** TRECHO DO TEXTO **

++++++++++

Todo o nervosismo do amor juvenil e a incerteza sobre o que dizer, o medo de ser reprimido com violência por expressar amor de forma não normativa podem ser sentidos pela diferença de tamanho entre os personagens e o restante do cenário, o azul do céu quase sufocante em contraste com o restante das cores. Até o balonamento da cena evoca a ideia de silêncio prolongado, com as caudas muito longas se entrelaçando e culminando na verbalização de um comentário corriqueiro, mas que transmite a vontade de estabelecer um contato. Me emocionei? Óbvio que sim. 


É impressionante a dinamicidade das páginas e o quanto Ilustralu aproveita os espaços e diferentes maneiras de nos contar alguma coisa. Na verdade, em alguns momentos, não é necessário que algo seja dito de forma explícita. Assim como os sentimentos do quadrinho escapam das margens e da lineart, informações essenciais sobre a narrativa e os personagens são pinceladas de forma inteligente e bem distribuída pelo cenário. Por exemplo, não é preciso que seja explicada a natureza carinhosa e protetora da relação de Arlindo e sua avó; a página inteira foi organizada de forma eloquente para comunicar essa informação:


ree

Em um dos momentos mais delicados da narrativa, um olhar mais atento percebe o peso e o simbolismo da foto de Arlindo e Pedro guardada dentro da Bíblia das Crianças, bem na página da Salve Rainha.

++++++++++

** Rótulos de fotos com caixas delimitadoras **
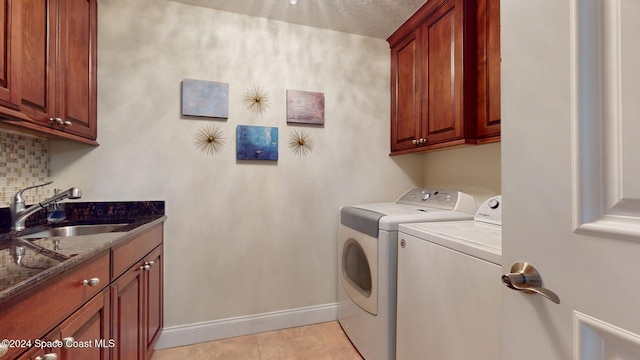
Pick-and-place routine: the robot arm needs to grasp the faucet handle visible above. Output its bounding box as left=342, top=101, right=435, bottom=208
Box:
left=11, top=180, right=53, bottom=204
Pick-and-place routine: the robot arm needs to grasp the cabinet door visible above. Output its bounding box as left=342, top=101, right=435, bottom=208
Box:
left=111, top=264, right=146, bottom=360
left=56, top=0, right=98, bottom=140
left=0, top=0, right=20, bottom=109
left=144, top=245, right=163, bottom=358
left=17, top=328, right=61, bottom=360
left=19, top=0, right=57, bottom=126
left=420, top=2, right=463, bottom=145
left=478, top=0, right=501, bottom=141
left=60, top=289, right=114, bottom=360
left=391, top=31, right=421, bottom=152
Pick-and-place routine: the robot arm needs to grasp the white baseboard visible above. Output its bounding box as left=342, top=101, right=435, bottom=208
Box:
left=154, top=304, right=338, bottom=350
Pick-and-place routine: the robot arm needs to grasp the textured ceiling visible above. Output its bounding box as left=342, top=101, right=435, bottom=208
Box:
left=171, top=0, right=427, bottom=40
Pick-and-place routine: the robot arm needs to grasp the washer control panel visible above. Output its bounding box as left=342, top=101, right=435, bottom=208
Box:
left=473, top=195, right=502, bottom=225
left=396, top=188, right=476, bottom=214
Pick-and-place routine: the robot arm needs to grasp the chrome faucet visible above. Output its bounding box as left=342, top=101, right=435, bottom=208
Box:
left=9, top=181, right=82, bottom=231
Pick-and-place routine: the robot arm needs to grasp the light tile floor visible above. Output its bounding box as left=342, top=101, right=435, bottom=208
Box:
left=151, top=321, right=362, bottom=360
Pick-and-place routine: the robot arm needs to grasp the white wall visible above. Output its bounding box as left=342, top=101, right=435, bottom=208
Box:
left=423, top=143, right=502, bottom=206
left=51, top=0, right=424, bottom=334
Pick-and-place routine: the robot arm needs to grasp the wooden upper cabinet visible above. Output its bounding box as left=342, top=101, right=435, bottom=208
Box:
left=391, top=31, right=422, bottom=150
left=20, top=0, right=58, bottom=126
left=0, top=0, right=98, bottom=145
left=0, top=0, right=20, bottom=109
left=478, top=0, right=501, bottom=143
left=56, top=0, right=98, bottom=140
left=387, top=0, right=500, bottom=155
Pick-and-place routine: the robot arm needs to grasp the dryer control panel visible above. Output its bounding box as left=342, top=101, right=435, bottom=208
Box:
left=396, top=188, right=476, bottom=214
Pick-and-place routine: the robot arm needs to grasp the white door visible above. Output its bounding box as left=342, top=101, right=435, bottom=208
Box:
left=501, top=0, right=640, bottom=360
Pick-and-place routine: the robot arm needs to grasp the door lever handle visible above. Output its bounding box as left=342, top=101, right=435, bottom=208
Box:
left=502, top=262, right=560, bottom=304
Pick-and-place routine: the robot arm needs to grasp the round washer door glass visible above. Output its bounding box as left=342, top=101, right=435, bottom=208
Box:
left=342, top=239, right=372, bottom=298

++++++++++

** EXERCÍCIO PROPOSTO A **
Diga se cada afirmação concorda com o trecho sobre o quadrinho e justifique com as palavras exatas do trecho. (i) O céu da cena é descrito em tons de cinza. (ii) Não é preciso explicar que a relação de Arlindo com a avó é carinhosa e protetora. (iii) A foto de Arlindo e Pedro está guardada dentro de um diário.
** EXERCÍCIO PROPOSTO B **
Escreva, por favor, a continuação do trecho sobre o quadrinho, começando logo depois da última frase.
Os itens não são necessários para resolver nenhuma das tarefas.

** RESULTADO A **
(i) Não: "o azul do céu quase sufocante em contraste com o restante das cores".
(ii) Sim: "não é preciso que seja explicada a natureza carinhosa e protetora da relação de Arlindo e sua avó".
(iii) Não: "guardada dentro da Bíblia das Crianças".

** RESULTADO B **
ree

Eu poderia falar dos detalhes, da delicadeza e atenção empregadas nessa obra por mais mil e uma noites, mas nada se compara ao impacto de ler, sentir por si só e se contagiar com todas as emoções que ela provoca (eu acho que me sinto um pouco mais neon depois que terminei de ler). Como Susan Sontag defendia, o contato com a obra de arte deve provocar e partir dos sentimentos e sensações que ela provoca e minha crítica não vai alcançar tal experiência.

Aliás, Lindo tem feito muito sucesso e conquistado muitas indicações e prêmios, além de ter uma animação já em produção. Segundo as informações do site da autora, o quadrinho já foi: 


  • Indicado ao Prêmio Jabuti 2022

  • Vencedor do CCXP Awards 2022 de Melhor Quadrinho Nacional

  • Vencedor dos prêmios HQMix 2022 de Melhor Publicação Juvenil, melhor Webquadrinho, novo Talento - Desenhista, novo Talento - Roteirista


e contando.


Arlindo ainda há de ir muito longe mostrando para o mundo esse Planeta de Cores que vive entre as páginas e entre as histórias de todo mundo que contribuíram para a criação dessa narrativa vibrante, atual e muito, muito necessária. Leiam Arlindo, sejam conquistados e se apaixonem também.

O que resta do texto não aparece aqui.